Problem statement - The answer should contain every entry below, copied exactly.

Record excerpts -
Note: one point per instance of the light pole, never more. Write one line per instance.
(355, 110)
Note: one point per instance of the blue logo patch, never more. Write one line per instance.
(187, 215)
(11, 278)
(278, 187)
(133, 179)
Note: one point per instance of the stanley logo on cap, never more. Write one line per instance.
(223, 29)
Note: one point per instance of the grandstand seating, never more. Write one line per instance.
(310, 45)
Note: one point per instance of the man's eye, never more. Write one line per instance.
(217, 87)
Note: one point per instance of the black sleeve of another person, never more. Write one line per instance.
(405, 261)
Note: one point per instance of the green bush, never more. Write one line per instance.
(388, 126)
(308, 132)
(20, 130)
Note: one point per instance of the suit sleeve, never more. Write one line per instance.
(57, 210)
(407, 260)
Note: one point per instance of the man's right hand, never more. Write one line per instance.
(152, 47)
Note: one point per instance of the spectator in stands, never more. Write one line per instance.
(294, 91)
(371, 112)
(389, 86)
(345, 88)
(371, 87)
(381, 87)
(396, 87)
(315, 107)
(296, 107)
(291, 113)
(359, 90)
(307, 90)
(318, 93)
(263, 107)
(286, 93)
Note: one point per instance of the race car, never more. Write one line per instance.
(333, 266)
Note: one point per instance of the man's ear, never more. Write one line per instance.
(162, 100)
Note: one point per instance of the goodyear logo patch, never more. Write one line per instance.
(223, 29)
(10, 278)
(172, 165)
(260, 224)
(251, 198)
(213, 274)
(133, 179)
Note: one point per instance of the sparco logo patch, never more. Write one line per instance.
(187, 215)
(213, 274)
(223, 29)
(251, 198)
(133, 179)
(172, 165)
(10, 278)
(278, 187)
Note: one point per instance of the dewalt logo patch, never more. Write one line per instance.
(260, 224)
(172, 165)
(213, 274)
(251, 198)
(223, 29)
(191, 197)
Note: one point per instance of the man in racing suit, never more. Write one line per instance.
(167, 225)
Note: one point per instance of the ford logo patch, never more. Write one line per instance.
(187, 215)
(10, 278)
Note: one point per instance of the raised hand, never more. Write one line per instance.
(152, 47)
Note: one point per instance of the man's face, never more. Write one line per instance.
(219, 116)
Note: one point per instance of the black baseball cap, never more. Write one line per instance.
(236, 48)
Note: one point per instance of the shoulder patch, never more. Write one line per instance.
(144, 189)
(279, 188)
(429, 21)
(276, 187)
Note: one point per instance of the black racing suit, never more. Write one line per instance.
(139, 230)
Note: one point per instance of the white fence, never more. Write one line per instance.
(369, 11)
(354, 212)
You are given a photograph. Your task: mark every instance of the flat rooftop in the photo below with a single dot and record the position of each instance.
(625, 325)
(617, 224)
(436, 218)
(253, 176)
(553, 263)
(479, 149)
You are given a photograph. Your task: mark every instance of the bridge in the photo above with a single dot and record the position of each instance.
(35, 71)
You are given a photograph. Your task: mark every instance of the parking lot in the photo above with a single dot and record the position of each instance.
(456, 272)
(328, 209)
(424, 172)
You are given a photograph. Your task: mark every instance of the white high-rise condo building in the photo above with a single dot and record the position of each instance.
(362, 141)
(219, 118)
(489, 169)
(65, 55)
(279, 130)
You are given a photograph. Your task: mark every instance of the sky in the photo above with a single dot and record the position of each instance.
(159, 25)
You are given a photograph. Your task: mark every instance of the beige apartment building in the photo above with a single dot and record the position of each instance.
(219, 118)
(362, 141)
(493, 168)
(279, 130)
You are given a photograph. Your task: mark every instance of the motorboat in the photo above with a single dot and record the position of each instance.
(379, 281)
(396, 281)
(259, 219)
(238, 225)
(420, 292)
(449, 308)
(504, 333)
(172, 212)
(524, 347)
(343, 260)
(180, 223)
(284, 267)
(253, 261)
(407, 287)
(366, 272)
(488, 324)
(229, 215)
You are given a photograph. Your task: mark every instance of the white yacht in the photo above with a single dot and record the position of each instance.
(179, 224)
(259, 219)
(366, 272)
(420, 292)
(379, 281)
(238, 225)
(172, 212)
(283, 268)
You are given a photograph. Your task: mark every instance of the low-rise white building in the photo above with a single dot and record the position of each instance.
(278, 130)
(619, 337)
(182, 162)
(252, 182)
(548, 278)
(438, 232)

Result -
Note: one point per instance of the light pole, never more. Write one line per instance.
(355, 110)
Note: one point per instance of the blue logo patch, never more. Write one line per instance.
(187, 215)
(11, 278)
(278, 187)
(133, 179)
Note: one point per instance of the stanley logo on cap, never more. Write one line per instance.
(223, 29)
Note: one point per instance of the grandstand seating, never more. Write one line per instance.
(310, 45)
Note: one point per instance of the man's eye, never more. Write one line per instance.
(217, 87)
Note: one point per instance of the black sleeve of another person, never more. Write one line per instance.
(405, 261)
Note: one point per instance of the green bush, never more. Write one line per instance.
(388, 126)
(308, 132)
(20, 130)
Note: one point per instance of the suit sleeve, never more. Write one line per instance.
(57, 210)
(407, 260)
Note: one point per instance of the man's right hand, never more. Write one line per instance.
(152, 47)
Note: one point per instance of the spectator in stands, never more. Write one line per instance.
(294, 91)
(371, 112)
(389, 86)
(345, 88)
(371, 87)
(381, 87)
(396, 87)
(315, 107)
(296, 107)
(291, 113)
(359, 90)
(307, 90)
(318, 93)
(263, 107)
(286, 93)
Note: one point per instance of the race car, never more. Write one line per instance.
(333, 266)
Note: one point per instance of the man's ear, never more. Write one line per instance.
(162, 100)
Note: one point per instance of the goodyear logo patch, never more. Write one line per instance.
(223, 29)
(10, 278)
(172, 165)
(260, 224)
(251, 198)
(213, 274)
(133, 179)
Note: one point per instance of the sparco logo patch, never more. Write one line per instance.
(187, 215)
(213, 274)
(223, 29)
(251, 198)
(133, 179)
(172, 165)
(10, 278)
(278, 187)
Note: one point per instance of the dewalt logo patch, never more. Write one line per instance.
(260, 224)
(172, 165)
(213, 274)
(251, 198)
(223, 29)
(191, 197)
Note: one point per instance of the man in racing suit, never more. Write one line per instance.
(167, 225)
Note: one point per instance of the ford logo patch, never more. Write one line per instance.
(187, 215)
(10, 278)
Note: one point per instance of the raised hand, never more. Write one line per instance.
(152, 47)
Note: one point per instance of the man's face, never more. Write one line per instance.
(219, 116)
Note: one point per instance of the black baseball cap, never more. Write one line per instance.
(236, 48)
Note: one point per instance of the shoulder patch, never more. Write one line per instance.
(144, 189)
(279, 188)
(429, 21)
(276, 187)
Note: one point per instance of the black racing suit, never more. Write one line per instance.
(139, 230)
Note: one point per instance of the white fence, never more. Write one line per instance.
(369, 11)
(354, 212)
You are given a photograph. Your task: mark every instance of the flat rooftop in the photo below with a single dot and record the position of each instance.
(625, 325)
(617, 224)
(436, 218)
(253, 176)
(553, 263)
(479, 149)
You are given a photograph. Your task: mark every instance of the bridge in the photo above with a single dot and record the position of each instance.
(35, 71)
You are given a photograph. Your task: mark every instance of the parking lot in the photo above with a single dot and record the position of each instance.
(456, 272)
(328, 209)
(424, 172)
You are given a photograph. Your task: mark every instance of the white high-rise condo building in the photo above with a single dot and record the position of each instance.
(362, 141)
(219, 118)
(489, 169)
(65, 55)
(279, 130)
You are given a photograph. Your task: mark every instance of the sky in the photo above with a single dot and record the position of each instance.
(159, 25)
You are given a photograph. Your task: mark every instance of the beige apartment building in the photo above with a single dot and record the position of each instance.
(219, 118)
(362, 141)
(493, 168)
(279, 130)
You are given a photograph. Your task: mark every instance of the motorboat in the photo above with a single dot and record the position of each instance.
(379, 281)
(396, 281)
(259, 219)
(238, 225)
(420, 292)
(449, 308)
(504, 333)
(172, 212)
(524, 347)
(343, 260)
(180, 223)
(284, 267)
(253, 261)
(407, 287)
(366, 272)
(488, 324)
(229, 215)
You are given a photograph. Your task: mark every instance of the white yacht in the photo above with a single dot and record the position of each instance.
(179, 224)
(259, 219)
(366, 272)
(420, 292)
(379, 281)
(238, 225)
(172, 212)
(283, 268)
You are given a photograph. Your task: mark every instance of the low-rise white building in the photo above with a single dot and record the position of each instance.
(278, 130)
(619, 337)
(182, 162)
(252, 182)
(548, 278)
(438, 232)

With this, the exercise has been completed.